(EXERCISE TASK): Report each line of the material that contains the word "jersey". Case matters.

Region annotation entries:
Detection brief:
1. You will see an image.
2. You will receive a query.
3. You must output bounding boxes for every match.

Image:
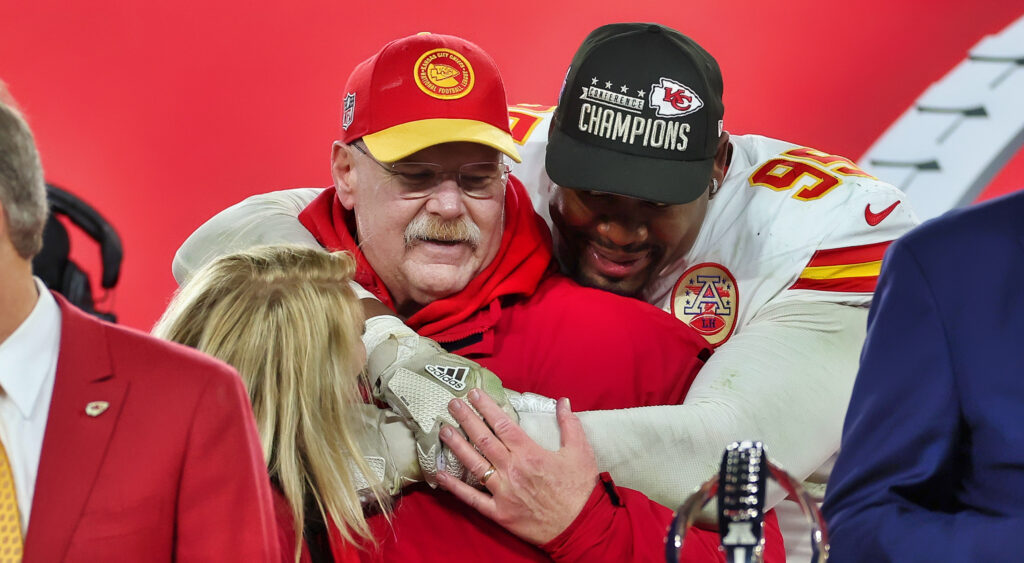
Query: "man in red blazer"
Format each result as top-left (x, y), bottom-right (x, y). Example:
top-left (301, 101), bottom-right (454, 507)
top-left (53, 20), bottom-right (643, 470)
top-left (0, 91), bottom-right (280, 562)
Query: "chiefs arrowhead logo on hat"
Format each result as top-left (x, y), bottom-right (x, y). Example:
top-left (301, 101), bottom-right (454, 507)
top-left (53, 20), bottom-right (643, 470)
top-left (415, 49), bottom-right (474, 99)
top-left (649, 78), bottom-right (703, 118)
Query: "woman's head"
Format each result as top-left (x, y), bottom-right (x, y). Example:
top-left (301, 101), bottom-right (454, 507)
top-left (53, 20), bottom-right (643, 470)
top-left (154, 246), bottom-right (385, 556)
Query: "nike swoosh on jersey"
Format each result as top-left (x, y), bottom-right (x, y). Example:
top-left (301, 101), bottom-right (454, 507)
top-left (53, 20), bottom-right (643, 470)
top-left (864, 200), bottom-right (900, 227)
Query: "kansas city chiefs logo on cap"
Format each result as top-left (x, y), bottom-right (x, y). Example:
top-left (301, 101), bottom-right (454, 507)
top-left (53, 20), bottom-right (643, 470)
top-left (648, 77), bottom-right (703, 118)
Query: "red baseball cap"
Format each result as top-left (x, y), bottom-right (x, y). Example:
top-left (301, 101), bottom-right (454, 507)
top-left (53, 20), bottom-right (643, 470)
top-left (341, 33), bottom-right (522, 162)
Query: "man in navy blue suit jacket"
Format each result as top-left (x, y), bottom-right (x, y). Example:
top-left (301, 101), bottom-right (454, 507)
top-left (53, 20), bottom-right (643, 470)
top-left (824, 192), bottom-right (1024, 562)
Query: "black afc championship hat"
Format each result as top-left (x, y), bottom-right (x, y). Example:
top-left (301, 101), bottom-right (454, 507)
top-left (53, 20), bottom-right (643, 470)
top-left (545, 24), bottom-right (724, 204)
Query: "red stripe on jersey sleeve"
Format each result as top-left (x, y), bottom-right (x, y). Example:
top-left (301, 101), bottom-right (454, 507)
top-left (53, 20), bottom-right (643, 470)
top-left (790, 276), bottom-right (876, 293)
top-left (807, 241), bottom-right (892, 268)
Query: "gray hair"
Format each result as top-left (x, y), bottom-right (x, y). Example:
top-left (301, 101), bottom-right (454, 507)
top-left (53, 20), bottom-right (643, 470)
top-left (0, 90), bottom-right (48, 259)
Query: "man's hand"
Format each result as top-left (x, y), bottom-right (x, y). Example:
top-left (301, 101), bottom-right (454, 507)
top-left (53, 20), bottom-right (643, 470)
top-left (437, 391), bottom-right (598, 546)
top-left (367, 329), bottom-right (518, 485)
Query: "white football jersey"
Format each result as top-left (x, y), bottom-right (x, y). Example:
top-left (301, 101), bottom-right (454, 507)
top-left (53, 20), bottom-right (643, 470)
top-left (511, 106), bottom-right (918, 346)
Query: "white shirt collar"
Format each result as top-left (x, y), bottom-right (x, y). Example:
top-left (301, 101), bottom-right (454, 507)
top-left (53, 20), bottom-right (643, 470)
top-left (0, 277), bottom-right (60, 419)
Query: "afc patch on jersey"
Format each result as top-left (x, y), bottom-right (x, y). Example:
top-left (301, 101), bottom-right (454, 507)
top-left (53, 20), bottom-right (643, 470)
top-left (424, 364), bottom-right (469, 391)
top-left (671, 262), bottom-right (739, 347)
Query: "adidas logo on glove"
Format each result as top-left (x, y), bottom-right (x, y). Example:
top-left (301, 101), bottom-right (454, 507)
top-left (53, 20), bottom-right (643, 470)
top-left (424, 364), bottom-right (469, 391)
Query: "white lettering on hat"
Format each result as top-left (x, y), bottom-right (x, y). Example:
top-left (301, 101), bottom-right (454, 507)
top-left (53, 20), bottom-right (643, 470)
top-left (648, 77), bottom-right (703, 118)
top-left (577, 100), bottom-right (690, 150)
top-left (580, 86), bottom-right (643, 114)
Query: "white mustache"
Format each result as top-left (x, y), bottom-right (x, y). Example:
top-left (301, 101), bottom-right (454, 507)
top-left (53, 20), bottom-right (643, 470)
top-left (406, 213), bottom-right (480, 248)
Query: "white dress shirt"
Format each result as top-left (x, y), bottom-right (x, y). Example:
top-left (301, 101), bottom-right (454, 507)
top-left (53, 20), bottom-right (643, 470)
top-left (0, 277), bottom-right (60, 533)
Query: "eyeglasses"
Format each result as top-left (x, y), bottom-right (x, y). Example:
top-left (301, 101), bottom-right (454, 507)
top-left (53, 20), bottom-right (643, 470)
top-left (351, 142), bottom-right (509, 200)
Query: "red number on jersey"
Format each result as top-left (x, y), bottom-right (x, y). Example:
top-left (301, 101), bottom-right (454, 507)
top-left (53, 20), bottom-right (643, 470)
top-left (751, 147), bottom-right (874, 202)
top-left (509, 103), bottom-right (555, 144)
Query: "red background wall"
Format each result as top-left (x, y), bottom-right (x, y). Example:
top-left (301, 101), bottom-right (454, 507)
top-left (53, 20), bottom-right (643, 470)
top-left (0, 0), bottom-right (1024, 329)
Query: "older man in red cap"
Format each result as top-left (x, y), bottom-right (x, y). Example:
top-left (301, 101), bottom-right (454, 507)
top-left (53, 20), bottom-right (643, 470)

(EXPECTED OUTPUT):
Query: "nike swoosh on jersey"
Query: "red stripe on jersey sleeve"
Query: "white football jersey"
Query: "afc patch on jersey"
Query: "red number on jersey"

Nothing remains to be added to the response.